シニア海外ボランティアとしての2度の活動から学んだこと。(後編)

2021年10月22日

第9回:川並 浩司さん
(体育、2012年度3次隊 2018年度2次隊、任地:ワキソ県キラ、カンパラ)

20周年企画 隊員OVインタビュー

【画像】

【川並 浩司さん プロフィール】
神戸市立中学校体育教員として36年勤務し退職。退職後にネパールでのボランティア活動に参加。その後、シニア海外ボランティアに応募し合格。2013年1月よりワキソ県キラのシモニPTCで2年間活動。2018年10月から2020年3月までカンパラのチブリPTCで活動。現在は神戸市公立中学校で活動中。

いざ活動を始めようとしたら、1クラス60名でサッカーボール1個!という環境だったという川並さん。後半は活動の苦労話や思い出話をインタビューしました。

(JICA)活動の環境が整っていないと、何から始めたらよいのか、途方にくれてしまうと思いますが…どのように乗り越えたんですか?

(川並さん)まずは、現地の実態を知るために近隣の小学校の授業を見学に行きましたが、どこも状況は同じでした。これがウガンダの現実なんだと気づき、教員養成学校の学生が小学校の先生になった時に、体育の授業を頑張ってもらうためには「多人数で施設や用具が全くないという状況でも体育の授業はできる!」ということを教えなくては、と思いました。そこで、学生たちが「体育は楽しい、自分も体育の授業をやってみたい」と思うような指導をすることを一番の目標にしました。しかし、実際には「どのような運動をどのような形で指導すればよいのか」…本当に悩みました。

(JICA)環境が整っていない中で、楽しいと思ってもらえる授業…さぞかし苦労が尽きなかったのではないでしょうか。そんな苦労の中でも、ウガンダでの隊員活動や生活で楽しかったことや嬉しかったことなど一番の思い出はなんでしたか?

(川並さん)2014年最初に派遣されたとき、ウガンダの小学校教員養成学校(PTCと略されます)でハンドボール大会が初めて実施されることになり、所属先のPTCも参加することになりました。しかし、所属先の先生たちは誰もハンドボールを知らない!というので、急遽指導を依頼され実施したことです。
練習を始めるにあたり、まずは近くの林から切り出した木材でゴールポストを作り、ゴールネットは不要になったモスキートネット(蚊帳)を活用し、手作りでハンドボールコート作りました。色々と苦労しましたが、所属先の学校が第1回ウガンダ小学校教員養成学校ハンドボール大会で見事優勝することができました。

(JICA)ハンドボールを知らなかった生徒たちを優勝に導くとは!生徒たちにとっても忘れられない思い出になったことと思いますし、新しいことに挑戦する楽しみを分かってくれたんではないでしょうか。3年半の活動の後、コロナのために緊急帰国となってしまいましたが、心残りなことも多かったのではないでしょうか?
· · · · ·
◆ **作業指示**
1. 次の(a)〜(c)がこのインタビューの内容と合っているか、それぞれ「はい」か「いいえ」で答え、判断の根拠となる本文の語句をそのまま引用してください。
(a) 川並さんは神戸市立中学校で体育教員として36年勤務した。
(b) 所属先のPTCの先生たちはハンドボールをよく知っていた。
(c) ハンドボールのゴールネットには新しく購入したネットを使った。
2. このインタビューをもとに、次の問いに短く答えてください。
(a) 2018年10月から2020年3月まで、川並さんはどこで活動したか。
(b) 活動を始めようとしたとき、1クラスの人数とサッカーボールの数はそれぞれいくつだったか。
(c) 川並さんが一番の目標にしたのはどのような指導か。
3. このインタビューの一部を一字一句変えずに出力してください。「(JICA)環境が整っていな」を含む語句から書き始め、「事優勝することができました。」で終えてください。

(ポイントラベリング用データセット抜粋)
· · · · ·
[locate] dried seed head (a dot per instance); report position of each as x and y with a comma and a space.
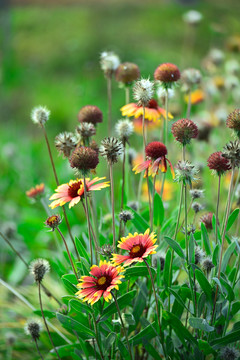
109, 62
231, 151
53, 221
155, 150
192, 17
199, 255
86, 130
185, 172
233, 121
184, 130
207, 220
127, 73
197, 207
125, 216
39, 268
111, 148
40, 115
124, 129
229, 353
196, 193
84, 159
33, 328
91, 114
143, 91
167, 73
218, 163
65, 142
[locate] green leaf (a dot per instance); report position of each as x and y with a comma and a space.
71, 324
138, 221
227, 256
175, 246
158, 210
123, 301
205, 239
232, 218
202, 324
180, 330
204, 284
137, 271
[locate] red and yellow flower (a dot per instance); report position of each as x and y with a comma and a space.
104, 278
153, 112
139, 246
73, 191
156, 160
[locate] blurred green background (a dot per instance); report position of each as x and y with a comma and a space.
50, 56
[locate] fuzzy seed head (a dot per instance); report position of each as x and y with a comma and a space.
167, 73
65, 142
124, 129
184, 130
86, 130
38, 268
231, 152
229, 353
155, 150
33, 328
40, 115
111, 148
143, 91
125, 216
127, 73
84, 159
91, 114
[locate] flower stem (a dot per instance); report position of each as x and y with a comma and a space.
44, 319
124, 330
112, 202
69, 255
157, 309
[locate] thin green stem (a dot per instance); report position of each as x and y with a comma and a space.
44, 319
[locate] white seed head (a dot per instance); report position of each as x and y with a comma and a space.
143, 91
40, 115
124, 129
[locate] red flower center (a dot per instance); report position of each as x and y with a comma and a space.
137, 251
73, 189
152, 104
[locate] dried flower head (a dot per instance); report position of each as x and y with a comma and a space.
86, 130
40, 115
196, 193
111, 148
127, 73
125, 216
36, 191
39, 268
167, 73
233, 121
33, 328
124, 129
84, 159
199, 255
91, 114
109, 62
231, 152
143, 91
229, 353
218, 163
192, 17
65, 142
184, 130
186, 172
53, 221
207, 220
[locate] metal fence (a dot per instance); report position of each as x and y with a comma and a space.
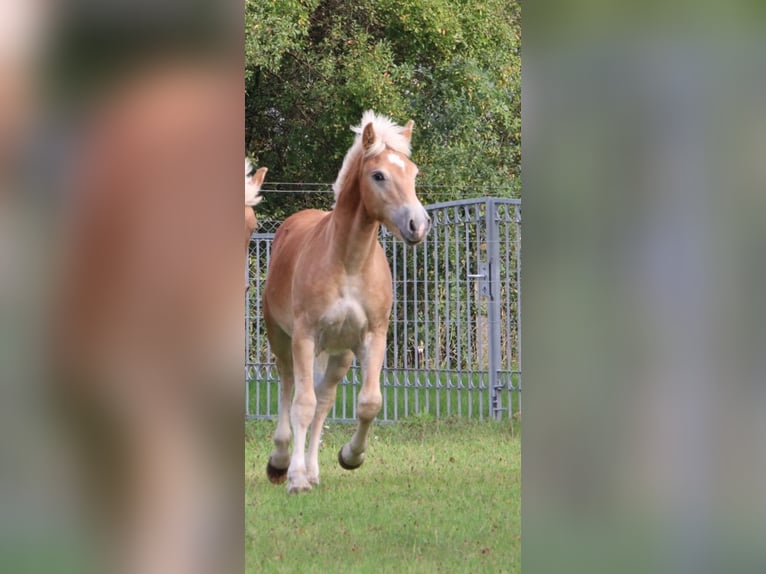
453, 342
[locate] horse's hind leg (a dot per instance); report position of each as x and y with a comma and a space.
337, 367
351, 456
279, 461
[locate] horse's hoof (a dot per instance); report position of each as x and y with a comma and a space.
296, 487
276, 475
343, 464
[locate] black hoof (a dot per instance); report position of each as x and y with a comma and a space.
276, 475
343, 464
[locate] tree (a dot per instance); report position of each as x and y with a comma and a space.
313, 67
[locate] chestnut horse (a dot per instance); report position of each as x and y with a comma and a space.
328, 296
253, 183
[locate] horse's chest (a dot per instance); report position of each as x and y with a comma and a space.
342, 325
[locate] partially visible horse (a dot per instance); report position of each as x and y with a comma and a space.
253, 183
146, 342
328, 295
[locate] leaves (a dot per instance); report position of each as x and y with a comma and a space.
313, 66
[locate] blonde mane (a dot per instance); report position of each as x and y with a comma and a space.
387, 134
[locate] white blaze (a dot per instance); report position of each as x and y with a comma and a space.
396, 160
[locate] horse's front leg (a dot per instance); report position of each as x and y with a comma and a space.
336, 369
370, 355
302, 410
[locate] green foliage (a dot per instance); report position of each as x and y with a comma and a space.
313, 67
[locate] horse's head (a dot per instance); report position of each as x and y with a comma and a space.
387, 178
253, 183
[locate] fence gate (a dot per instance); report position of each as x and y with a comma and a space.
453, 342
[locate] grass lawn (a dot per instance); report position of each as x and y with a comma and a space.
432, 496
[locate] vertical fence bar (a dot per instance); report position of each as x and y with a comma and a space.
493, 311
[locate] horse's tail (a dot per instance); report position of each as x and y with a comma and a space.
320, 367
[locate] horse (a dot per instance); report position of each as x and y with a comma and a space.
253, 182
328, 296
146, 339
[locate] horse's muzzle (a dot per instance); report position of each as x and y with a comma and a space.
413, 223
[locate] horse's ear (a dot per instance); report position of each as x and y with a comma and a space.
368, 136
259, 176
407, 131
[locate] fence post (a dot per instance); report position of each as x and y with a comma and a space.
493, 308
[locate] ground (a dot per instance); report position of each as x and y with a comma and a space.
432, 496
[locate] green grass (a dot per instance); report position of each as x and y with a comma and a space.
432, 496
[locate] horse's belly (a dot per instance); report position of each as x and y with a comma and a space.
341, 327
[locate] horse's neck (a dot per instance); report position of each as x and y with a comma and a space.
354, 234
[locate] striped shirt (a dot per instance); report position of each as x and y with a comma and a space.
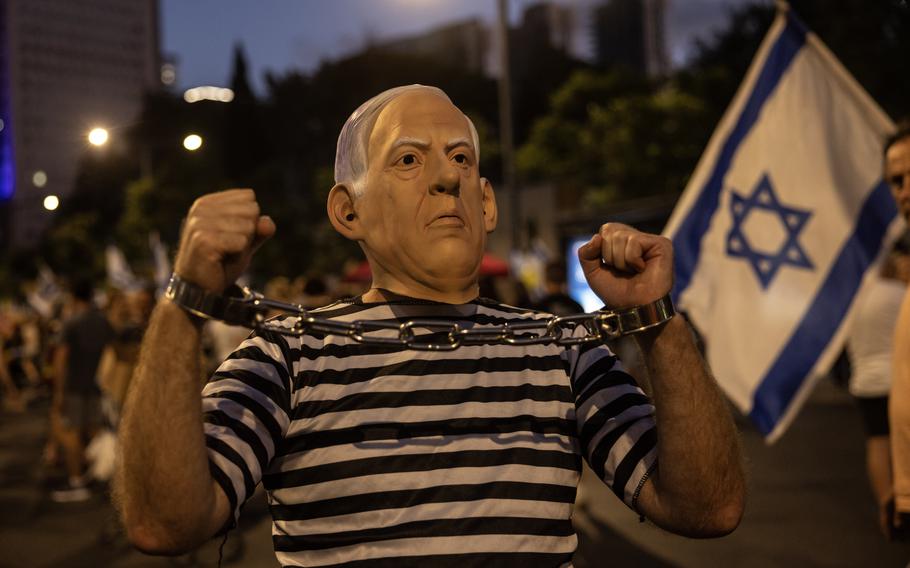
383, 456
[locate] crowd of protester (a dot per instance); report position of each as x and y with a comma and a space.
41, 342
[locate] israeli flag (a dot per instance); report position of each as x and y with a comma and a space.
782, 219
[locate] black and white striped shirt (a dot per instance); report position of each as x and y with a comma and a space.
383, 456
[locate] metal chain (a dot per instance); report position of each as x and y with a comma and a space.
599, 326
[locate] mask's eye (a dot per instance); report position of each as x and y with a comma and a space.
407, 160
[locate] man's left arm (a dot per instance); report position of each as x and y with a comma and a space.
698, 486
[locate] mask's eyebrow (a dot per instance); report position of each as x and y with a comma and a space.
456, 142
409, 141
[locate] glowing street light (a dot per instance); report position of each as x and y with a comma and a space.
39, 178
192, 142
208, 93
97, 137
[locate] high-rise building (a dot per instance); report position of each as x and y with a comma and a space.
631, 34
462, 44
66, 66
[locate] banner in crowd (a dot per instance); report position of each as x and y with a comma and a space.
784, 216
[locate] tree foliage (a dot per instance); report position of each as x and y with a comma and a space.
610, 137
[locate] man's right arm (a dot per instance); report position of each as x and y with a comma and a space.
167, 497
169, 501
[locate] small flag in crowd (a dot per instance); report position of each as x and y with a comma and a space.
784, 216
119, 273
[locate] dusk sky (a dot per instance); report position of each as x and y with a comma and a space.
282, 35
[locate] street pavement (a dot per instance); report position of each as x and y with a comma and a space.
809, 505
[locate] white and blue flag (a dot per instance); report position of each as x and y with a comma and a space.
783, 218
· · · · ·
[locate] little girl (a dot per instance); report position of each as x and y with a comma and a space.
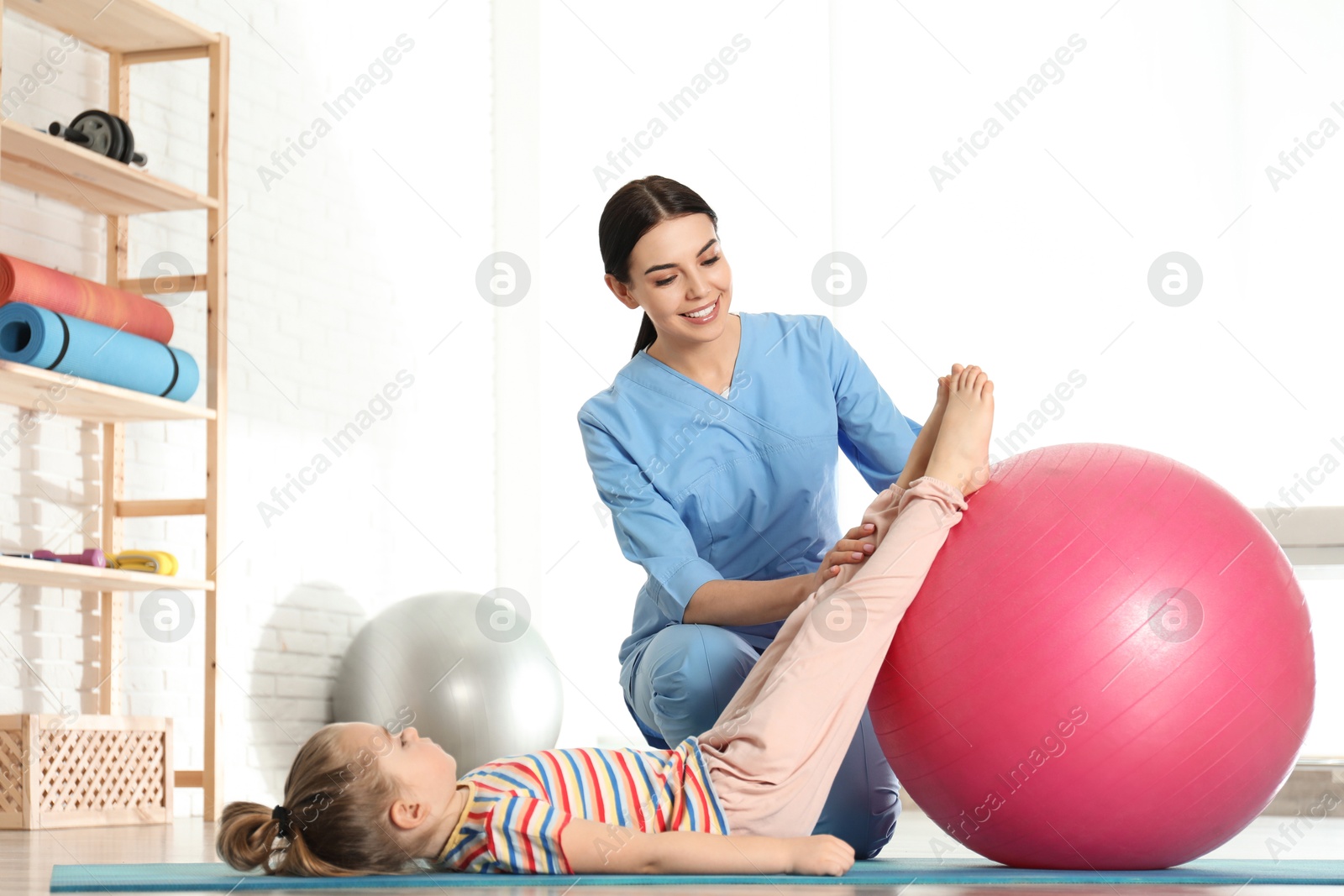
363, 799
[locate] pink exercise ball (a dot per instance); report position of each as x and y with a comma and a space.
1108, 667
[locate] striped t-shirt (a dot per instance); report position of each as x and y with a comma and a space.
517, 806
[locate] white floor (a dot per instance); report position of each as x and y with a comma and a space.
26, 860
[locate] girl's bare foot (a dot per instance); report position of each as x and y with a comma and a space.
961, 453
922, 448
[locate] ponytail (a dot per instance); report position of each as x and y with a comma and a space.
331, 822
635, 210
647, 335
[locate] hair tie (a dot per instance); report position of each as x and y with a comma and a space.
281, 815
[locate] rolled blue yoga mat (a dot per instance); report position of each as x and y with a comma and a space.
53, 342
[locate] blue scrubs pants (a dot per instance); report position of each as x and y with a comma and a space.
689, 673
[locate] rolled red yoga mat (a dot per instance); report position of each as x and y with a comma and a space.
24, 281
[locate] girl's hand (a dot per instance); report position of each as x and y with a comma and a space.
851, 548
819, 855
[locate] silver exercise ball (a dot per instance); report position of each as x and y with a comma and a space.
· · · · ·
◆ **解答**
1.
(a) はい:「神戸市立中学校体育教員として36年勤務し退職」
(b) いいえ:「所属先の先生たちは誰もハンドボールを知らない!」
(c) いいえ:「ゴールネットは不要になったモスキートネット(蚊帳)を活用し」

2.
(a) カンパラのチブリPTC
(b) 1クラス60名、サッカーボール1個
(c) 学生たちが「体育は楽しい、自分も体育の授業をやってみたい」と思うような指導

3.
(JICA)環境が整っていない中で、楽しいと思ってもらえる授業…さぞかし苦労が尽きなかったのではないでしょうか。そんな苦労の中でも、ウガンダでの隊員活動や生活で楽しかったことや嬉しかったことなど一番の思い出はなんでしたか?

(川並さん)2014年最初に派遣されたとき、ウガンダの小学校教員養成学校(PTCと略されます)でハンドボール大会が初めて実施されることになり、所属先のPTCも参加することになりました。しかし、所属先の先生たちは誰もハンドボールを知らない!というので、急遽指導を依頼され実施したことです。
練習を始めるにあたり、まずは近くの林から切り出した木材でゴールポストを作り、ゴールネットは不要になったモスキートネット(蚊帳)を活用し、手作りでハンドボールコート作りました。色々と苦労しましたが、所属先の学校が第1回ウガンダ小学校教員養成学校ハンドボール大会で見事優勝することができました。